TASK DIRECTIONS –
Everything in the records below should be printed exactly, except the pictures.

ENTRIES SHOWN –
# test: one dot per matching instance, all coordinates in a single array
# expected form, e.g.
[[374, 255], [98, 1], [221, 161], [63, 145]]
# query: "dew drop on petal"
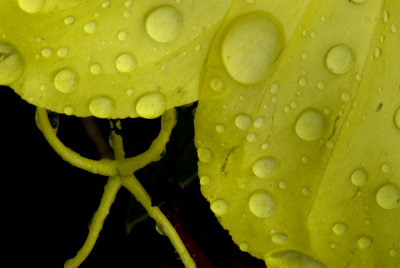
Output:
[[151, 105], [164, 24]]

WRITTEN SOLUTION –
# test: one dot per matching instance, all coordinates in a single array
# expected form, e.g.
[[374, 255], [98, 1], [221, 161], [63, 145]]
# query: "dew drop on petal"
Output:
[[151, 105], [164, 24]]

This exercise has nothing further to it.